Document passage Start Marker
# Benefits of Beet Greens



## Redstrike (Dec 7, 2011)

They had some real nice looking beets with their leaves at the farmers market this week and my love of beets forced my hand to purchasing a bunch. I just wanted to share the nutritional information of the greens for you and your tortoises, they have a lot of good bone-building minerals (calcium, magnesium, phosphorous) and excellent amounts of vitamins + fiber. Something to consider for your feeding rotation and personal salads/greens.

http://nutritiondata.self.com/facts/vegetables-and-vegetable-products/2352/2

*Remember, you can change the serving size at the top of the page.*


----------



## dmmj (Dec 7, 2011)

I feed beet, radish, and turnip greens to mine.


----------



## BrinnANDTorts (Dec 7, 2011)

awesome, another good thing to add to my tortoise diet!  
Gupta gets tired of the same old things lol


----------



## GeoTerraTestudo (Apr 14, 2012)

I've tried giving my guys beet greens and the related Swiss chard, but they wouldn't eat either one. Why is that?
Document passage End Marker
Dataset entries Start Marker
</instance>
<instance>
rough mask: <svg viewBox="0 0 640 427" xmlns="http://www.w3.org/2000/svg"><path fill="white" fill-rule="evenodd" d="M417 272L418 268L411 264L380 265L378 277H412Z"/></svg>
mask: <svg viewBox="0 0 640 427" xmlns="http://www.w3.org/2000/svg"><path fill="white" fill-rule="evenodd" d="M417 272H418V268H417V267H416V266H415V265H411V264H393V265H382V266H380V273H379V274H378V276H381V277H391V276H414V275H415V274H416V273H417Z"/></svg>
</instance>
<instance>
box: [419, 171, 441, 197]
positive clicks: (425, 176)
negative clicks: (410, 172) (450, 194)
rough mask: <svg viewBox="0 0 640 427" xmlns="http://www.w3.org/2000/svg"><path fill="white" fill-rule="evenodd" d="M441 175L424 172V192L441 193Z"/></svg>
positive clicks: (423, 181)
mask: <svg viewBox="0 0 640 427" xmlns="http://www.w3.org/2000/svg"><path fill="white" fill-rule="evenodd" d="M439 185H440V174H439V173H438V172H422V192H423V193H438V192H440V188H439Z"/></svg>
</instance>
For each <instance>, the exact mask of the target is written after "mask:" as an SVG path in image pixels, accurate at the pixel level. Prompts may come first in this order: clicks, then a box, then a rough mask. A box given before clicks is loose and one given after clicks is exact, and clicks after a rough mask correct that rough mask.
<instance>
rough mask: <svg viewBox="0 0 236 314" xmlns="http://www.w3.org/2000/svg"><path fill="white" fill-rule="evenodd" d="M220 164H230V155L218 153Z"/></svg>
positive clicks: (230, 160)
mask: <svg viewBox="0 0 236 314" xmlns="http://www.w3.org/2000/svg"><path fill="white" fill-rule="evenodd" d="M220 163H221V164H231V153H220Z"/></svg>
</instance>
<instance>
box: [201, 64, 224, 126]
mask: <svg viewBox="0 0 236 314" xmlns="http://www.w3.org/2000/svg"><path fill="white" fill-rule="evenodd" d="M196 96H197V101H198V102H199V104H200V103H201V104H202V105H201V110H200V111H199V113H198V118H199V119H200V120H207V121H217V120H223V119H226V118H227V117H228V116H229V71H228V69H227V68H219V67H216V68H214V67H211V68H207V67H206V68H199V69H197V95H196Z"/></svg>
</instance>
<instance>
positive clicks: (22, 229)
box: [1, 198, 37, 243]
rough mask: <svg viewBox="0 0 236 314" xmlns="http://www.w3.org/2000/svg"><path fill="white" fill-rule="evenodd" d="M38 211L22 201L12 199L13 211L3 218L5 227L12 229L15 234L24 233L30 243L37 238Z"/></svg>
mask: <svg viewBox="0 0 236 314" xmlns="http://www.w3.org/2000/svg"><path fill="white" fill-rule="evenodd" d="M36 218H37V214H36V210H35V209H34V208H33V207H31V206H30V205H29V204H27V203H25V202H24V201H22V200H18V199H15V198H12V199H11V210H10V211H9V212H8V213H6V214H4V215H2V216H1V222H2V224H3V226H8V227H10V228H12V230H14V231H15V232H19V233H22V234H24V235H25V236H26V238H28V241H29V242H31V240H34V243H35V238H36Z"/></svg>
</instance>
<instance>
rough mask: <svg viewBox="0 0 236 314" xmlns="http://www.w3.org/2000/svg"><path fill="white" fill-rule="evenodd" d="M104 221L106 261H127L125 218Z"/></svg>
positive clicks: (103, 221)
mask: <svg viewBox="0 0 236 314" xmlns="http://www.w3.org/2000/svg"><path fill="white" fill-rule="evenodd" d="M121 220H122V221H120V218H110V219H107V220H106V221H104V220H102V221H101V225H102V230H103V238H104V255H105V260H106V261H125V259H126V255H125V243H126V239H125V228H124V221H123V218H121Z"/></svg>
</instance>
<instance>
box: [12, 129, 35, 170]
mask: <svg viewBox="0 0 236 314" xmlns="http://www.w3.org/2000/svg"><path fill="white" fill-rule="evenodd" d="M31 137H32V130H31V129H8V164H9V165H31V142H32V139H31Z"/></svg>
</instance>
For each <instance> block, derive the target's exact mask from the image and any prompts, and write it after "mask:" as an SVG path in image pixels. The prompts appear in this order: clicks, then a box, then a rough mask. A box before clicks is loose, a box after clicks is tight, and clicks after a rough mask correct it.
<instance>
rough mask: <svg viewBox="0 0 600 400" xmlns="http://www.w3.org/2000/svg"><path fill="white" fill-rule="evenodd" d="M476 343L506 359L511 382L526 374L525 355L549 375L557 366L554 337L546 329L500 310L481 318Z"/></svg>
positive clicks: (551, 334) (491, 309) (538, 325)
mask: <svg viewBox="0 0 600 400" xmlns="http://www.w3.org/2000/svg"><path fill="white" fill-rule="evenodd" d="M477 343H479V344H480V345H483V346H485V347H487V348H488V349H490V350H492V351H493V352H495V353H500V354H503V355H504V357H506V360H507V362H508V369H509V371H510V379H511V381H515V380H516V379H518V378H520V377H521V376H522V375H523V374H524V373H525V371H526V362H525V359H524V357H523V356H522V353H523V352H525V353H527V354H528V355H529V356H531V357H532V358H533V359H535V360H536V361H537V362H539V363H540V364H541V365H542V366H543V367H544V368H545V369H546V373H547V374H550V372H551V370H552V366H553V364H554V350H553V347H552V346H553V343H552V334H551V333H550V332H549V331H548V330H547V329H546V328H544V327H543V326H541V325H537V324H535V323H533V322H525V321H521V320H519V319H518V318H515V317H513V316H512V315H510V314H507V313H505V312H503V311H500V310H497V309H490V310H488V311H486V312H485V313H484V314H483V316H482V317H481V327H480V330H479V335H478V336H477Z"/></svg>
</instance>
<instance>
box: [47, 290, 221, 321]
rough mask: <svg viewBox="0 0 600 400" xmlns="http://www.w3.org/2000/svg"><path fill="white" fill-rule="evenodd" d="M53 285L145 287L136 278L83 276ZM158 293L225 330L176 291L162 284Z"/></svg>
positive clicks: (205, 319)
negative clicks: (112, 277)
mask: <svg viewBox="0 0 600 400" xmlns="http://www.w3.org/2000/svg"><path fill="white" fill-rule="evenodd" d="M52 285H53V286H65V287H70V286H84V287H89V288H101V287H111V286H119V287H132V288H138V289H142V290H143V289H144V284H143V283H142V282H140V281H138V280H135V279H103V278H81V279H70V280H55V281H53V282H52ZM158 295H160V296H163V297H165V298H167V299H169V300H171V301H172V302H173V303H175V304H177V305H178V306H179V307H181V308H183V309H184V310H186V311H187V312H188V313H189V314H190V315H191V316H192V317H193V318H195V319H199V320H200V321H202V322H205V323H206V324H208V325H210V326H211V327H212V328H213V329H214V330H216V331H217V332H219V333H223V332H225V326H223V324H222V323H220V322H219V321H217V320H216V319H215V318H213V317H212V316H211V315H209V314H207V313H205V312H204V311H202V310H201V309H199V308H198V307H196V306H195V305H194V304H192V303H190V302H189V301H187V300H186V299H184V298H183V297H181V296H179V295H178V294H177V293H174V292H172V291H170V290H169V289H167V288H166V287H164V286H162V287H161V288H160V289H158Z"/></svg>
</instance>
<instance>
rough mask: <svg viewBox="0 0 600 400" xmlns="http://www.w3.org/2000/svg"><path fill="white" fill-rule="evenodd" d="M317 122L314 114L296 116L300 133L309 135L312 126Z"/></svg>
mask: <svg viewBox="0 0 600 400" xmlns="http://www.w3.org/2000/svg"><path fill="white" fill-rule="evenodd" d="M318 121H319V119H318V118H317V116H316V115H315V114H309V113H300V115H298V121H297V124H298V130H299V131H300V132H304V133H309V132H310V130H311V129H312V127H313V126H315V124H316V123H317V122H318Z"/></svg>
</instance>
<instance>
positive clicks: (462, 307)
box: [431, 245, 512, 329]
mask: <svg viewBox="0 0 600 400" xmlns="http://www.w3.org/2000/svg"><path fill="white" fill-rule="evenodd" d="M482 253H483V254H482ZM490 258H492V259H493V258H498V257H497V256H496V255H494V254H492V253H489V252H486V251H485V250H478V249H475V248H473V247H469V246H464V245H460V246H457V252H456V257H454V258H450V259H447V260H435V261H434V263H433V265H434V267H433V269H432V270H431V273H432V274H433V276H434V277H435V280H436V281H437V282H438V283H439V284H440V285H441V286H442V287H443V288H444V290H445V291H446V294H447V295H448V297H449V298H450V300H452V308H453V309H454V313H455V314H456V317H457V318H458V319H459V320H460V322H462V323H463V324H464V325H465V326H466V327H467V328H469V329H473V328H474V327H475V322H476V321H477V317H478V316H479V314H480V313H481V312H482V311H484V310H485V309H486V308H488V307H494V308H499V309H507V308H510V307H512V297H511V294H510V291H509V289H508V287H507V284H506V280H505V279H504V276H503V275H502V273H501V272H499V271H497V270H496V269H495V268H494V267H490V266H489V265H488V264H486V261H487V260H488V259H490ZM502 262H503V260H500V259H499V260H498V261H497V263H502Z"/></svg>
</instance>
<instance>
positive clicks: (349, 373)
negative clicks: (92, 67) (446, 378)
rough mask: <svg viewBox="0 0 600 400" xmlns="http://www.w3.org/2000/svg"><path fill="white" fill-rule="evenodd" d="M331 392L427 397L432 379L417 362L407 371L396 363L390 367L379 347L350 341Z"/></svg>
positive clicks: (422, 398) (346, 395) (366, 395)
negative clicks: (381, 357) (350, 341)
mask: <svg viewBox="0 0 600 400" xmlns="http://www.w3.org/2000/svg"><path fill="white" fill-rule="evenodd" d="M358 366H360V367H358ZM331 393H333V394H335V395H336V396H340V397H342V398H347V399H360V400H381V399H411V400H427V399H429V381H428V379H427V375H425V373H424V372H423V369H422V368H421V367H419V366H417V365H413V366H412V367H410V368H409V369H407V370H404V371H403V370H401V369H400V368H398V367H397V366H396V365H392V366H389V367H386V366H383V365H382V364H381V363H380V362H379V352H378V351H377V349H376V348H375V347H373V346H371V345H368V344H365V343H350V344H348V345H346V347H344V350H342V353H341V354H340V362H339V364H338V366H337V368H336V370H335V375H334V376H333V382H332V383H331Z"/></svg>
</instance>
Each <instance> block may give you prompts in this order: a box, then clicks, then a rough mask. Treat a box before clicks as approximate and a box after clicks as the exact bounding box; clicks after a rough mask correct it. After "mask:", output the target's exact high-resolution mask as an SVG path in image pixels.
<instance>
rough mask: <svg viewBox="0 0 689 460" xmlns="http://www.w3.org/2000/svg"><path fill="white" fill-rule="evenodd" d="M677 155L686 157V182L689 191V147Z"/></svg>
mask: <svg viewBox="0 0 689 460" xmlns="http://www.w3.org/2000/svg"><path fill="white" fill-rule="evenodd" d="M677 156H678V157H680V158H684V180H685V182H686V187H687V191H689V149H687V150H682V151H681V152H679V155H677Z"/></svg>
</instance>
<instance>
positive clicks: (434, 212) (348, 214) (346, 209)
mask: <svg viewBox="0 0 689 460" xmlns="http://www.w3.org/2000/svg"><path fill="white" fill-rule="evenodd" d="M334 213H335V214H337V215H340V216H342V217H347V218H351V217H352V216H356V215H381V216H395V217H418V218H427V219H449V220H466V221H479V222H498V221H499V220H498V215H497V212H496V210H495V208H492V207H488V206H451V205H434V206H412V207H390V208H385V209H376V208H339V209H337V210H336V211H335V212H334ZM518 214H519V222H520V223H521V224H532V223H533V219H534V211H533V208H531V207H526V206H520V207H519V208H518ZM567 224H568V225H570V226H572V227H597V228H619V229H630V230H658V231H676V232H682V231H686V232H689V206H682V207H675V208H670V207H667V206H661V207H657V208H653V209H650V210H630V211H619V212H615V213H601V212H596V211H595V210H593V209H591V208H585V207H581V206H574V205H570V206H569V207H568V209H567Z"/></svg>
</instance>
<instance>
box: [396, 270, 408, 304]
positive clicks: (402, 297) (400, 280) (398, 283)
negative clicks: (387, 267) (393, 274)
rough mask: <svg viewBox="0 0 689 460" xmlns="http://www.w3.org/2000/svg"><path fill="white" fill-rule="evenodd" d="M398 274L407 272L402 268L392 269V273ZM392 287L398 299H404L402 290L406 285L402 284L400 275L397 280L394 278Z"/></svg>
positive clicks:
Dataset entries End Marker
§ Work order
Repeat the part of the beet greens thread from "## BrinnANDTorts (Dec" to "(Apr 14, 2012)" word for word.

§ Response to this task
## BrinnANDTorts (Dec 7, 2011)

awesome, another good thing to add to my tortoise diet!  
Gupta gets tired of the same old things lol


----------



## GeoTerraTestudo (Apr 14, 2012)